:: Records

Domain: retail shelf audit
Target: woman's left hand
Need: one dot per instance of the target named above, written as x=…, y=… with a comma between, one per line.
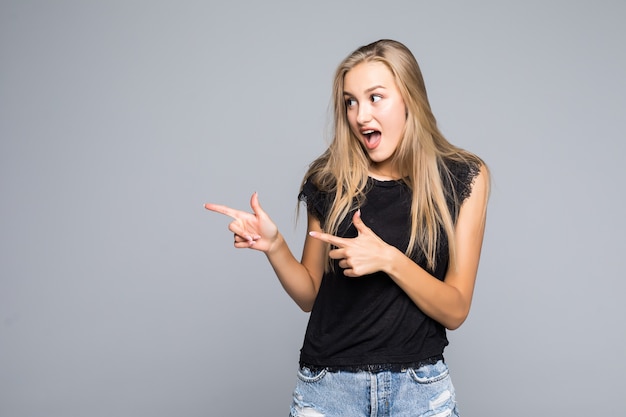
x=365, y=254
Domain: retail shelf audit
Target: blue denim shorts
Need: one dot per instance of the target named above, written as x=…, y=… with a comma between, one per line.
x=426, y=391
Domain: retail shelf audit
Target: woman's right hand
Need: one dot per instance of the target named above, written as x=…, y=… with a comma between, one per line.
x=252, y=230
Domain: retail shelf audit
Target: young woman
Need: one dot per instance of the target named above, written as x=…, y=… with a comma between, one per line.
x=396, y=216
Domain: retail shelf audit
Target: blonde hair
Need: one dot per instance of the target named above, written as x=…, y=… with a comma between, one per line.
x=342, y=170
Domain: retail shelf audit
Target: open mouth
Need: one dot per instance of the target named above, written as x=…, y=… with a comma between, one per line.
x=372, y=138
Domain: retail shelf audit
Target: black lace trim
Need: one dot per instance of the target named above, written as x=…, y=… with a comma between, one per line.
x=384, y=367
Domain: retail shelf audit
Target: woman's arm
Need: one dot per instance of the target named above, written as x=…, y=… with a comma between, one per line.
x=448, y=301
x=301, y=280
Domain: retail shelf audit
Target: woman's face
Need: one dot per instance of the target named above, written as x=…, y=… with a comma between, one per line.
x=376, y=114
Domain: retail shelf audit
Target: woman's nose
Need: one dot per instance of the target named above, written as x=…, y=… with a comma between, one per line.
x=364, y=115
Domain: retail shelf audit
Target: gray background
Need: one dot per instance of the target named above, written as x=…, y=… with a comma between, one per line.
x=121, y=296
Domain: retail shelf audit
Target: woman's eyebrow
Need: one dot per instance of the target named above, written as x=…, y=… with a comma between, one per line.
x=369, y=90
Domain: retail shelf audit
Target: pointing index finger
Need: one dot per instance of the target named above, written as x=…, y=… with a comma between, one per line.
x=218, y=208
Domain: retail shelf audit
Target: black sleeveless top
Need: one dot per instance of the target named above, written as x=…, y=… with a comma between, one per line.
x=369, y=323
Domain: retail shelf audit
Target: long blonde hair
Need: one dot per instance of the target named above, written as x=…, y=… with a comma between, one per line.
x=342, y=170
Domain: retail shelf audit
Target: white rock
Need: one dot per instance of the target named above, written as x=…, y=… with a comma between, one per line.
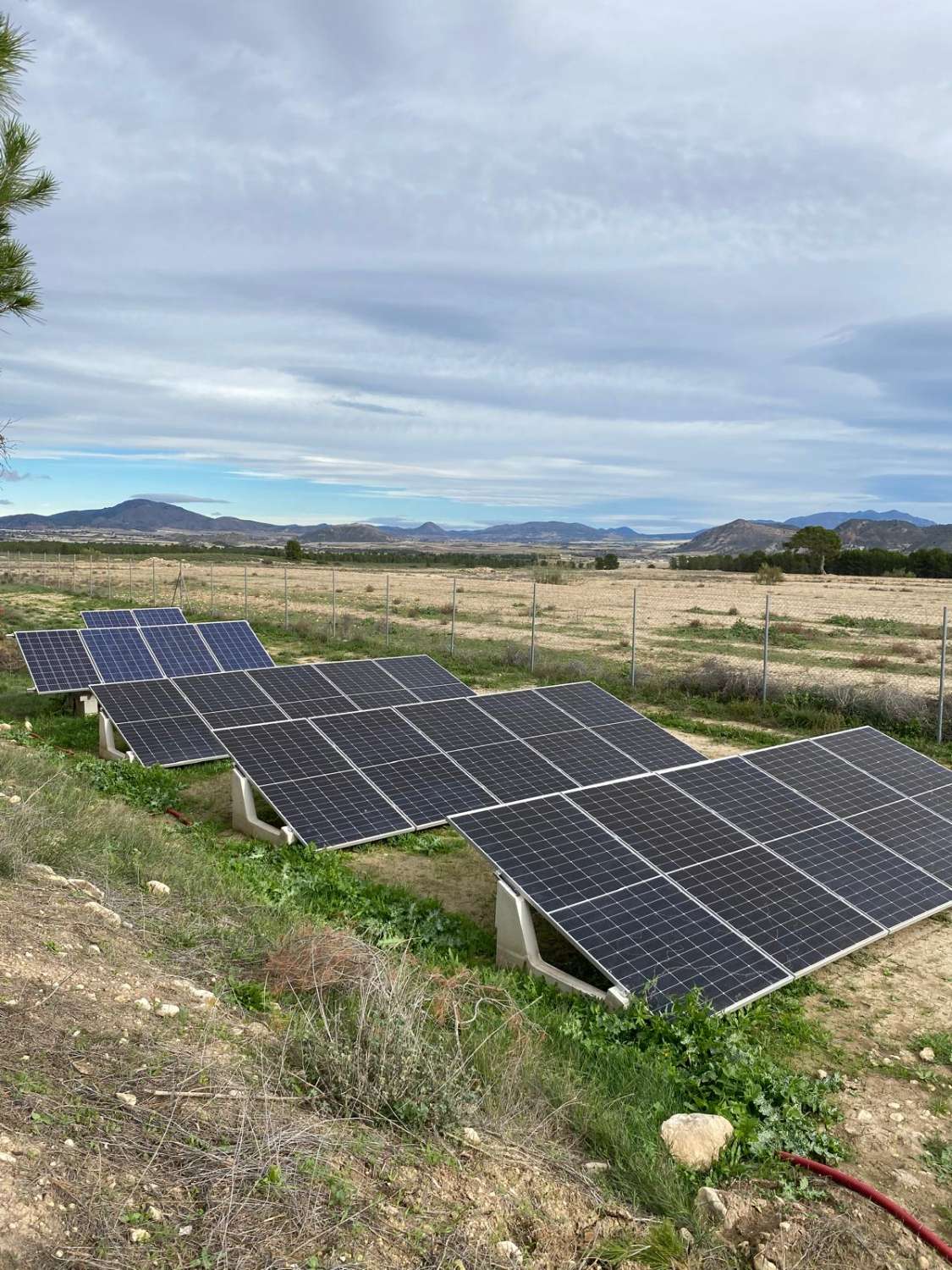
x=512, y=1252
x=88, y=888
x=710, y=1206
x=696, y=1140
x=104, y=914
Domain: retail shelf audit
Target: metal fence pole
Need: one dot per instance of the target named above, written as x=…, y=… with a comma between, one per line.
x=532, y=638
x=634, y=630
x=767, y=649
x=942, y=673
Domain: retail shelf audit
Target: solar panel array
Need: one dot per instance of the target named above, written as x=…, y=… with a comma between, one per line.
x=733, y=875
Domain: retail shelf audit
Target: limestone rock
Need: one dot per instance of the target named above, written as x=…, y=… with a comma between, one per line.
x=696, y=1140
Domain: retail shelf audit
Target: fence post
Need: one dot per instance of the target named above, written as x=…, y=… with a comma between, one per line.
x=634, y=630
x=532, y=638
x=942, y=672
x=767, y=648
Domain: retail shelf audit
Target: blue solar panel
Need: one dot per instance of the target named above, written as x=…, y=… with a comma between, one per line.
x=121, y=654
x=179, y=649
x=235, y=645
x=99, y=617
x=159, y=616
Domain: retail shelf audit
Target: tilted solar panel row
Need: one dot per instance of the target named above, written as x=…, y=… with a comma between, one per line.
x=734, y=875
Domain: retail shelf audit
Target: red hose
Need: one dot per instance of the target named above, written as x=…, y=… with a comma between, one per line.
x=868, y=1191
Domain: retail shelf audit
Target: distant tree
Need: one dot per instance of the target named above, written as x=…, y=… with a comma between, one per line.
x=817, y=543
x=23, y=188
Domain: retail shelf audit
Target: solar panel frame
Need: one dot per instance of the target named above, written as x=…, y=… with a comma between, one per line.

::::

*Instruction:* Present the records above as a Markdown table with two columns, "Row" and "Line". Number each line in order and skip blank lines and pictures.

*Result of the task:*
| Row | Line |
|---|---|
| 1 | Domain: retail shelf audit |
| 2 | Target: woman's left hand |
| 3 | Need: one dot per instance of the target named above, written as x=…, y=… with a comma between, one per line. |
| 4 | x=365, y=254 |
| 5 | Domain: retail shelf audit |
| 6 | Target: blue denim shorts |
| 7 | Need: one dot per instance of the target named above, written as x=…, y=… with a comma between, one per line. |
| 8 | x=426, y=391 |
| 9 | Domain: retail shelf audit |
| 10 | Target: woman's right hand |
| 11 | Need: one dot per instance of the target named above, written as x=…, y=… with a comma between, one per line. |
| 12 | x=252, y=230 |
| 13 | Domain: retail shelf audit |
| 14 | Target: young woman |
| 15 | Need: one dot per instance of the target named above, written as x=…, y=… with a comma between, one per line. |
| 16 | x=396, y=216 |
| 17 | Domain: retail shelf audit |
| 18 | Target: blonde hair |
| 19 | Need: one dot per instance of the target named above, written as x=…, y=… with a comma between, one per line. |
| 20 | x=342, y=170 |
| 21 | Domain: retail shelf audit |
| 22 | Target: open mouth |
| 23 | Need: one dot per instance of the target named above, written as x=…, y=… with a comma between, one per line. |
| 24 | x=372, y=138 |
| 25 | Domain: retail shelf audit |
| 26 | Target: black lace trim |
| 27 | Need: one dot per instance of the target named above, written as x=…, y=… with a comma between, one per line. |
| 28 | x=384, y=367 |
| 29 | Domain: retail shelf audit |
| 30 | Target: woman's arm |
| 31 | Need: one dot per instance of the target named above, written as x=…, y=… with a comma between, one per line. |
| 32 | x=448, y=301 |
| 33 | x=301, y=280 |
| 34 | Domain: retail shelf audit |
| 35 | Target: woman's face |
| 36 | Need: one dot per instance of the target named above, written as x=…, y=… with a comma between, one per line. |
| 37 | x=376, y=114 |
| 38 | Domain: retail shelf audit |
| 39 | Target: woman's nose |
| 40 | Need: one dot per instance of the target named above, written as x=…, y=… with a comma between, one per line. |
| 41 | x=364, y=115 |
| 42 | Domain: retail shelf audit |
| 43 | Target: gray background |
| 44 | Need: one dot per instance of the target named above, written as x=…, y=… with a comma between, one per line. |
| 45 | x=121, y=296 |
| 46 | Domain: retail shelf audit |
| 47 | Target: woman's eyebrow |
| 48 | Need: one dot per instance of the target named above, written as x=…, y=… with a comma between, one per line. |
| 49 | x=369, y=90 |
| 50 | Domain: retail shelf audit |
| 51 | Target: pointing index finger |
| 52 | Need: one dot per instance of the target named above, written as x=…, y=… with a comma between, one per line. |
| 53 | x=218, y=208 |
| 54 | Domain: retail shelf audit |
| 55 | Target: black sleeveless top |
| 56 | Need: one dot per instance of the target named above, written as x=…, y=… with a comma between, one per line. |
| 57 | x=369, y=323 |
| 58 | Domain: retail shelf audit |
| 59 | Target: long blonde hair |
| 60 | Need: one dot per instance of the target named above, written as x=…, y=… with a comma between, one per line. |
| 61 | x=342, y=170 |
| 62 | Domain: retail shelf audit |
| 63 | Target: white rock |
| 64 | Need: one dot per instance of the target named above, written as x=…, y=… with a comma between, one per line. |
| 65 | x=512, y=1252 |
| 66 | x=88, y=888 |
| 67 | x=710, y=1206 |
| 68 | x=696, y=1140 |
| 69 | x=104, y=914 |
| 70 | Domain: retail shelf audit |
| 71 | Target: metal fence pole |
| 72 | Need: one dot per instance of the target named above, written as x=…, y=… with a comma between, one per line. |
| 73 | x=532, y=638 |
| 74 | x=634, y=630 |
| 75 | x=767, y=649 |
| 76 | x=942, y=673 |
| 77 | Domain: retail shelf audit |
| 78 | Target: solar panel array |
| 79 | Need: one dot per instance of the target named above, written as x=…, y=… with a comma between, one per line. |
| 80 | x=733, y=875 |
| 81 | Domain: retail shelf audit |
| 82 | Target: limestone rock |
| 83 | Need: one dot per instance of the target named above, written as x=…, y=… with a comma between, one per line. |
| 84 | x=696, y=1140 |
| 85 | Domain: retail shelf audit |
| 86 | Target: fence post |
| 87 | Need: one dot per instance of the target named above, written as x=…, y=… with a comma between, one per line. |
| 88 | x=634, y=630 |
| 89 | x=532, y=638 |
| 90 | x=942, y=672 |
| 91 | x=767, y=648 |
| 92 | Domain: retail shelf audit |
| 93 | Target: blue solar panel |
| 94 | Need: one dot per instance of the target named above, written as x=…, y=… with a comma between, one per line. |
| 95 | x=121, y=654 |
| 96 | x=179, y=649 |
| 97 | x=235, y=645 |
| 98 | x=99, y=617 |
| 99 | x=159, y=616 |
| 100 | Domain: retail shelf audit |
| 101 | Target: tilted solar panel row |
| 102 | Need: one dot per instance of the target named above, written as x=…, y=… with a comma between, one per line. |
| 103 | x=734, y=875 |
| 104 | Domain: retail shelf audit |
| 105 | Target: red hose |
| 106 | Need: one dot per instance of the target named above, written as x=…, y=… with a comma between, one per line. |
| 107 | x=868, y=1191 |
| 108 | Domain: retail shelf audit |
| 109 | Target: distant tree |
| 110 | Need: one dot per instance of the target named above, written as x=…, y=… with a comma between, one per line. |
| 111 | x=817, y=543 |
| 112 | x=23, y=188 |
| 113 | Domain: retail shelf audit |
| 114 | Target: solar panel frame |
| 115 | Need: one dot per instance of the target named above, written as x=…, y=… with a comma between, one per line. |